What to do
In the passage on emergence and self-organization, list every reference number that appears in square brackets, in the order they occur.

Quoted passage
Having the same equation to measure emergence, information, and entropy could be questioned. However, different phenomena such as gravity and electrostatic force are also described with the same equation. Still, this does not mean that gravitation and charge are the same. In the same fashion, there are differences between emergence, information, and entropy, which depend more on their usage and interpretation than on the equation describing them. Thus, it is justified to use the same expression to measure different phenomena.

For example, in cellular automata, it is considered that patterns such as gliders (spatial dynamic structures) are emergent [44]. In previous work [41], we showed that elementary cellular automata with gliders have higher E than those which produce static patterns (ordered dynamics). Also, gliders can be seen as “more information” in Shannon’s sense than static patterns. But chaotic patterns have an even higher E. This is analogous to Boltzmann’s entropy—also equivalent to Equation (1)—as equal probabilities of symbols imply more possible microstates, leading to higher entropy and information ([45], Ch. 3), and thus emergence.

Self-organization, just like emergence, has many notions, definitions, and measures. In its most general form, it can be seen as a reduction of entropy [46].

Since E is analogous to Boltzmann’s entropy, we define

$$S=1-E=1-I,$$

which satisfies the axioms listed in Appendix A.1. With this measure of self-organization, static patterns have the highest S, i.e., lowest entropy. Living systems have to reduce thermodynamic entropy to maintain themselves, which has been described with the concept of self-organization [47].

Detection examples
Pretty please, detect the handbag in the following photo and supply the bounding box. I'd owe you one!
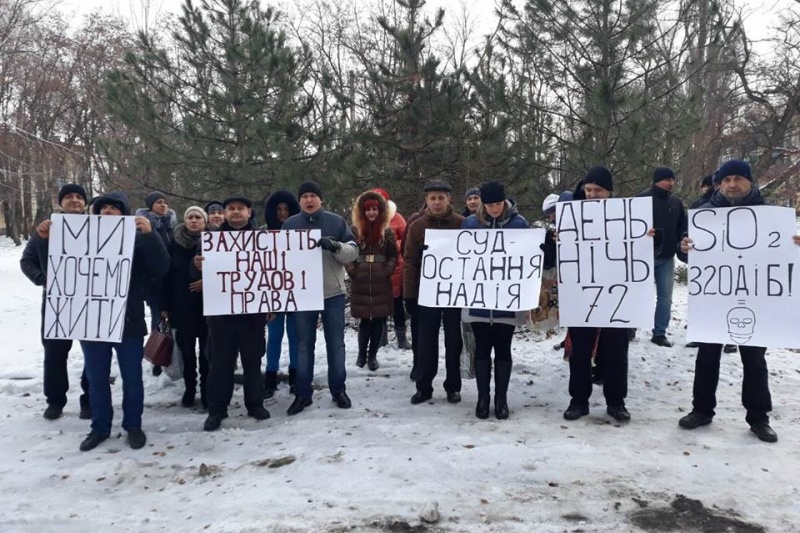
[144,318,175,367]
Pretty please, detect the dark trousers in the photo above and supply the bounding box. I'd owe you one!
[470,322,515,361]
[393,296,406,328]
[40,301,89,409]
[412,305,463,394]
[569,328,629,407]
[206,315,266,415]
[470,322,516,401]
[358,317,386,359]
[406,298,419,368]
[175,328,208,397]
[692,344,772,424]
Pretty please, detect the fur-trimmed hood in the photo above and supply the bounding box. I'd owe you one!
[172,223,201,250]
[264,189,300,229]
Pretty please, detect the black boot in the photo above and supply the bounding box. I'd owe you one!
[264,370,278,398]
[494,361,511,420]
[475,359,492,419]
[380,322,389,348]
[288,368,297,394]
[356,324,370,368]
[394,328,411,350]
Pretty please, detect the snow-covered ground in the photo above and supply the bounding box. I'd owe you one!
[0,238,800,533]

Full answer
[44], [41], [45], [46], [47]